**WHAT THIS TASK INVOLVES:** Every entry needs to be written out again exactly, with its pictures removed.

START MATERIALS PROVIDED

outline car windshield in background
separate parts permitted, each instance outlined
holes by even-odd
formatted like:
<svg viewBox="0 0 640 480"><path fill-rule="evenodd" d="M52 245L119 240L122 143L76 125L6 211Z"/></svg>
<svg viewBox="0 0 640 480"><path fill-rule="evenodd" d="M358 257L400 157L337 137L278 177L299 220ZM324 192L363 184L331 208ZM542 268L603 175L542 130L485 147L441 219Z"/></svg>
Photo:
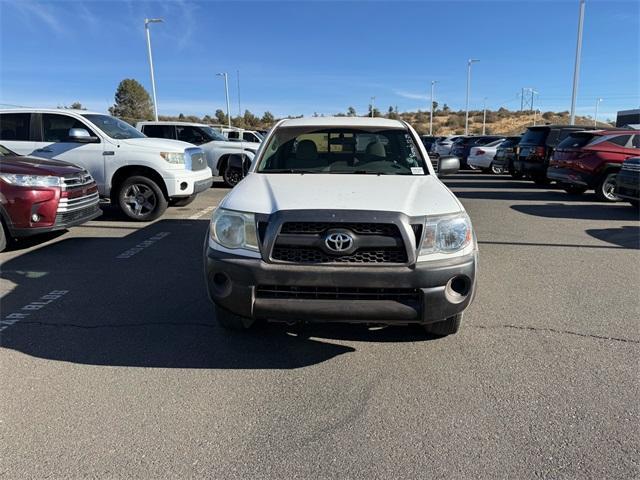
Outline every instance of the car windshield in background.
<svg viewBox="0 0 640 480"><path fill-rule="evenodd" d="M408 130L280 128L260 173L428 175Z"/></svg>
<svg viewBox="0 0 640 480"><path fill-rule="evenodd" d="M207 138L209 138L211 141L216 141L216 142L227 142L227 137L225 137L224 135L222 135L220 132L218 132L217 130L211 128L211 127L198 127L200 129L200 131L202 131L202 133L204 135L207 136Z"/></svg>
<svg viewBox="0 0 640 480"><path fill-rule="evenodd" d="M507 138L504 142L500 144L500 148L511 148L520 143L520 137L518 138Z"/></svg>
<svg viewBox="0 0 640 480"><path fill-rule="evenodd" d="M522 145L544 145L548 133L549 129L547 128L531 128L522 136L520 143Z"/></svg>
<svg viewBox="0 0 640 480"><path fill-rule="evenodd" d="M145 135L127 122L119 120L109 115L99 115L87 113L82 115L84 118L93 123L96 127L106 133L109 137L116 140L126 140L128 138L145 138Z"/></svg>
<svg viewBox="0 0 640 480"><path fill-rule="evenodd" d="M0 145L0 158L1 157L14 157L14 156L18 156L18 154L15 153L15 152L12 152L8 148L5 148L2 145Z"/></svg>
<svg viewBox="0 0 640 480"><path fill-rule="evenodd" d="M587 145L594 136L593 133L572 133L562 140L556 148L582 148Z"/></svg>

END MATERIALS PROVIDED

**TASK RESULT:**
outline car windshield in background
separate parts permitted, each instance outlined
holes by even-odd
formatted like:
<svg viewBox="0 0 640 480"><path fill-rule="evenodd" d="M52 245L119 240L122 143L76 125L6 211Z"/></svg>
<svg viewBox="0 0 640 480"><path fill-rule="evenodd" d="M358 257L400 157L337 137L278 177L299 220ZM324 192L363 184L331 208ZM542 268L603 175L542 130L485 147L441 219Z"/></svg>
Photo:
Outline every instance of the car windshield in background.
<svg viewBox="0 0 640 480"><path fill-rule="evenodd" d="M408 130L280 128L260 173L428 175Z"/></svg>
<svg viewBox="0 0 640 480"><path fill-rule="evenodd" d="M207 138L209 138L211 141L216 141L216 142L227 142L227 137L225 137L224 135L222 135L220 132L218 132L217 130L211 128L211 127L198 127L200 129L200 131L202 131L202 133L204 135L207 136Z"/></svg>
<svg viewBox="0 0 640 480"><path fill-rule="evenodd" d="M507 138L504 142L500 144L500 148L511 148L520 143L520 137L518 138Z"/></svg>
<svg viewBox="0 0 640 480"><path fill-rule="evenodd" d="M522 145L544 145L548 133L549 129L547 128L531 128L522 136L520 143Z"/></svg>
<svg viewBox="0 0 640 480"><path fill-rule="evenodd" d="M145 135L127 122L119 120L109 115L99 115L87 113L82 115L84 118L93 123L96 127L106 133L109 137L116 140L126 140L128 138L145 138Z"/></svg>
<svg viewBox="0 0 640 480"><path fill-rule="evenodd" d="M0 145L0 158L1 157L14 157L14 156L18 156L18 154L15 153L15 152L12 152L8 148L5 148L2 145Z"/></svg>
<svg viewBox="0 0 640 480"><path fill-rule="evenodd" d="M587 145L594 136L593 133L572 133L562 140L556 148L582 148Z"/></svg>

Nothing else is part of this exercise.